Deskripsi Tugas — Lanjutkan artikel di bawah tentang penangkapan terduga teroris di Jawa Timur dan perlawanan Nahdlatul Ulama, dimulai tepat setelah kalimat terakhir yang tersaji.

Kutipan Halaman —

╔══

Mohon tunggu...
Ian Hidayat
Ian Hidayat Mohon Tunggu... Lainnya - Guru

Praktisi Pendidikan, Editor Lepas dan Penulis

Selanjutnya

Tutup

Sosbud

Konsistensi Perlawanan Nahdlatul Ulama: Jaringan Terorisme Masih Hidup

3 Maret 2021   22:31 Diperbarui: 3 Maret 2021   23:16 244
+
Laporkan Konten
Laporkan Akun
Kompasiana adalah platform blog. Konten ini menjadi tanggung jawab bloger dan tidak mewakili pandangan redaksi Kompas.

Indonesia kembali dibuat geger setelah ditangkapnya sembilan orang terduga teroris, di empat daerah di Jawa Timur yang menjadi lokasi penangkapan yakni Surabaya, Malang, Kediri dan Bojonegoro. Di Surabaya, dua orang terduga teroris diamankan. Di hari yang sama, Densus 88 juga menangkap seorang terduga teroris di kawasan Tanjungsari. Di Bojonegoro, tim Densus 88 menangkap empat orang terduga teroris, diantaranya di Kecamatan Padangan; Kecamatan Kasiman; Kecamatan Padangan; Dan yang Keempat, di Kecamatan Kepohbaru. Di Malang, Densus 88 mengamankan seorang terduga teroris. Dan di Kediri, Densus 88 mengamankan dua orang terduga teroris. Mereka dari Kecamatan Gurah, serta satu orang lagi yang belum diketahui identitasnya. Keduanya ditangkap saat akan keluar rumah menggunakan mobil.

Fenomena ini terjadi disebabkan oleh hilir mudiknya ideologi-ideologi transnasional yang dibawa oleh kelompok-kelompok dari negara Barat maupun Timur, yang dalam kebiasaanya sangat berbeda dengan Indonesia. Selanjutnya, menjadikan Indonesia sebagai negara ketiga dalam ajang kontestasi negera-negara tersebut, yang pada akhirnya menciptakan berbagai konflik sosial salah satunya didasari oleh agama, dikarenakan ideologi atau paham-paham yang dibawa dalam asasnya sangat bertentangan dengan Pancasila.

╚══

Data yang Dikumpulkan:
╔══

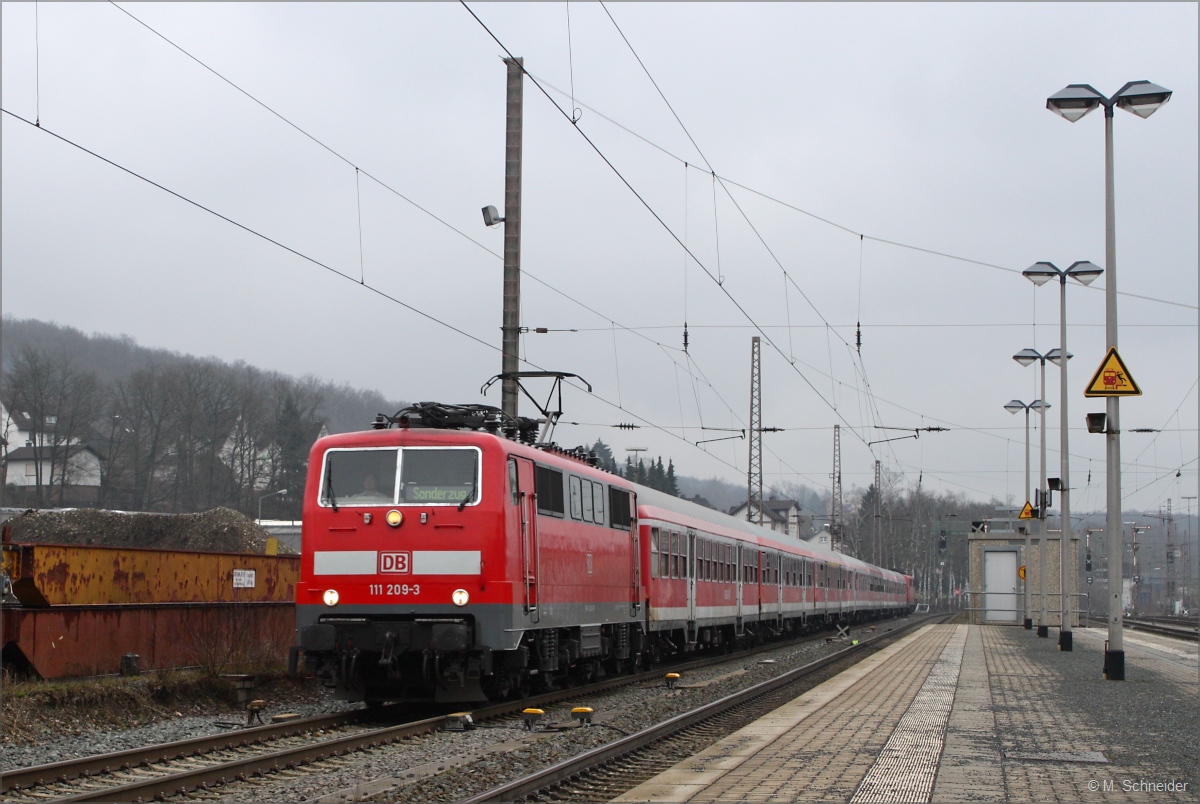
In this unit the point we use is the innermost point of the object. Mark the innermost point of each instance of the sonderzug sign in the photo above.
(396, 563)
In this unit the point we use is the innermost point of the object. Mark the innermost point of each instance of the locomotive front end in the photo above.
(403, 538)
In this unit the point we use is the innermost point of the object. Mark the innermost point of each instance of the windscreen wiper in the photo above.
(472, 492)
(329, 483)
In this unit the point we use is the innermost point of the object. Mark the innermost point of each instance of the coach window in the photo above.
(587, 499)
(598, 503)
(576, 505)
(654, 552)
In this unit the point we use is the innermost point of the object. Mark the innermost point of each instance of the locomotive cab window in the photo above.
(364, 477)
(439, 475)
(550, 491)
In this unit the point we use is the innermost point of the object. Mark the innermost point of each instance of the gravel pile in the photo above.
(221, 529)
(627, 709)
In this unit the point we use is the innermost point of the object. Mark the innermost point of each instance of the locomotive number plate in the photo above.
(397, 563)
(394, 588)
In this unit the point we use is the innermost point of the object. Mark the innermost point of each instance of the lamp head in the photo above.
(1055, 355)
(1026, 357)
(491, 217)
(1141, 97)
(1041, 273)
(1074, 101)
(1084, 271)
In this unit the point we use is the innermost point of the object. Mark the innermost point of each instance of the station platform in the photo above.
(967, 713)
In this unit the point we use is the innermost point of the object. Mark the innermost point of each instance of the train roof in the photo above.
(676, 505)
(568, 461)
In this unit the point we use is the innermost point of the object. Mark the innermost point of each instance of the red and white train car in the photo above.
(461, 563)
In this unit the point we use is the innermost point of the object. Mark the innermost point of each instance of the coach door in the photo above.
(635, 557)
(691, 585)
(531, 556)
(739, 576)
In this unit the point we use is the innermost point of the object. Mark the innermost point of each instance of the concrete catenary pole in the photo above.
(1043, 497)
(511, 322)
(1114, 657)
(1027, 553)
(1065, 564)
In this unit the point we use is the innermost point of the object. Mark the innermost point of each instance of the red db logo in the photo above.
(394, 563)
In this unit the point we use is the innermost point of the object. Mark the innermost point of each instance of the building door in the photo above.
(1000, 586)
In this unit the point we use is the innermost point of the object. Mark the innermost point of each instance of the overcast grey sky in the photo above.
(921, 124)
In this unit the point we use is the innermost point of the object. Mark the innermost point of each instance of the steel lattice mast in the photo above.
(837, 516)
(754, 474)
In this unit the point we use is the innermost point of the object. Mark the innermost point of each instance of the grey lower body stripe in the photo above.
(907, 766)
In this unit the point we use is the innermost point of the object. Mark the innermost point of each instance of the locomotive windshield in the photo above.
(359, 478)
(437, 475)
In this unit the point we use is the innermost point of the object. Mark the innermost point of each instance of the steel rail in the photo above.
(67, 769)
(221, 773)
(604, 754)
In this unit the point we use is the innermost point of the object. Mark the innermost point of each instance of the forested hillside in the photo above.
(172, 432)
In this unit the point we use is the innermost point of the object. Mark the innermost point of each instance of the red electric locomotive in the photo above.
(447, 557)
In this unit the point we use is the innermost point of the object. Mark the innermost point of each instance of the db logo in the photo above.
(394, 563)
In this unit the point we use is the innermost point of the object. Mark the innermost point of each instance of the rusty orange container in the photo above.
(75, 575)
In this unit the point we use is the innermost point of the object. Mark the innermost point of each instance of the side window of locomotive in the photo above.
(549, 484)
(359, 478)
(576, 505)
(598, 503)
(438, 477)
(654, 552)
(587, 499)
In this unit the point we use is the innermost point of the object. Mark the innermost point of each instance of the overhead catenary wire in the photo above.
(348, 277)
(666, 227)
(829, 222)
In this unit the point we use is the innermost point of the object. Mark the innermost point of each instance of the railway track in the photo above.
(207, 762)
(619, 766)
(1175, 628)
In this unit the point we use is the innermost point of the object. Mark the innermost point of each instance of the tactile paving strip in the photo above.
(907, 765)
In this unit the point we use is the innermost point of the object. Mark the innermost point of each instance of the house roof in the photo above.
(29, 453)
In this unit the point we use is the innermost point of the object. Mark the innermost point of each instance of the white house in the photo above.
(783, 516)
(83, 465)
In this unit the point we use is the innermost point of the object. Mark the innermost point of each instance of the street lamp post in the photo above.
(282, 491)
(1039, 274)
(1013, 407)
(1026, 357)
(1072, 103)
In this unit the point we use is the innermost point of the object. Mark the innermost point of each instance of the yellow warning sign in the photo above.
(1113, 378)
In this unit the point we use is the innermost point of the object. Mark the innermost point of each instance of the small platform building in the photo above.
(1000, 574)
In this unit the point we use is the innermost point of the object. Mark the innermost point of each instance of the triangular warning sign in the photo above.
(1113, 378)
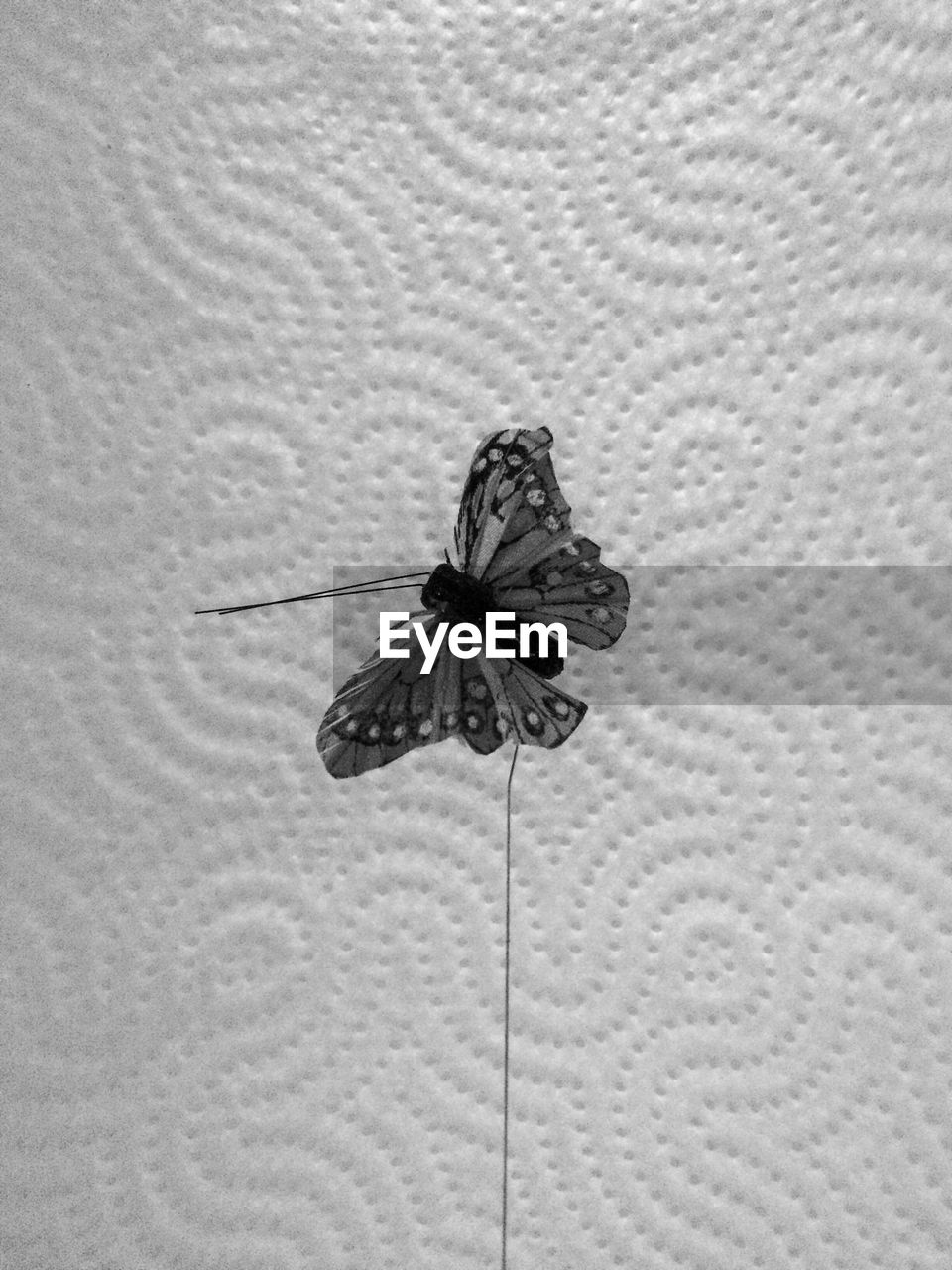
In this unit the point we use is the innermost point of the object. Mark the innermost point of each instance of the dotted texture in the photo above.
(268, 273)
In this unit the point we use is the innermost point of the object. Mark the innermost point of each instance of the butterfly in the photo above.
(516, 552)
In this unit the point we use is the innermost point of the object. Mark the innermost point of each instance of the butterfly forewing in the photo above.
(570, 585)
(512, 507)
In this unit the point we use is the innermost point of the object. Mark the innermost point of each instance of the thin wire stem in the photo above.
(506, 1000)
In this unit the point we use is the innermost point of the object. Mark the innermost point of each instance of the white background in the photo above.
(268, 273)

╚══

Hasil Akhir —
Seperti yang ramai diberitakan, mereka adalah jaringan Usman bin Sef alias Fahim. Dulu Fahim pernah jadi Ketua Jamaah Islamiyah Jawa Timur. Fahim ditangkap tahun 2004, setelah bebas dari tahanan, Fahim sempat terdeteksi aktif di Jamaah Ansharu Daulah dan mendukung ISIS. ISIS (Islamic State of Iraq and Shiria) yang digagas oleh Abu Mushab Al-Zarqawi yang awalnya menamai kelompoknya Tauhid wal Jihad, yang akhirnya menyatakan sumpah setia kepada Al-Qaeda dan mengganti nama kelompoknya menjadi ISI (Islamic State in Iraq).

Penulis berpendapat bahwa Indonesia yang memiliki bentuk negara Republik dengan sistem Demokrasi dan berlandaskan kepada Pancasila dan Undang-undang Dasar 1945 dan Bhineeka Tunggal Ika sebagai pemersatu diantara beribu perbedaan dianggap oleh mereka sebagai Thogut. Tindakan ekstrim seperti itu hanya membuat nama baik Islam tercoreng di mata dunia, Terorisme menampilkan wajah muslim yang menakutkan, pada akhirnya melahirkan kontradiksi dari ajaran Islam yang dibawa oleh Rasulullah dengan konsep Rahmatan Lil ‘Alamin. Rasulullah membawa Islam di tanah arab dengan cara Perdamaian, walaupun sebagian dalam perjalanan syiarnya Rasulullah sering dihadapkan oleh peperangan, tetapi dalam peperangan ini Rasulullah lakukan sebagai upaya mempertahankan Islam dari serangan-serangan yang ingin menghancurkan Islam. Karena itulah, Rasulullah selalu menyampaikan risalah dengan Ramah.

Pancasila yang di dalamnya menerima segala macam suku, agama, ras dan antar golongan (SARA), dicabik-cabik oleh kelompok-kelompok Teroris dengan berpendapat bahwa orang-orang di negara ini sebagai perusak ajaran agama dikarenakan tidak berdasarkan kepada aturan yang sudah ditetapkan oleh Allah swt. Sehingga mereka berani untuk menyakiti seseorang dengan menyebut orang tersebut Kafir yang tidak satu pemikiran dan pemahaman dengan mereka, dan bahkan mereka berpikiran bahwa darah orang-orang tersebut halal untuk dibunuh.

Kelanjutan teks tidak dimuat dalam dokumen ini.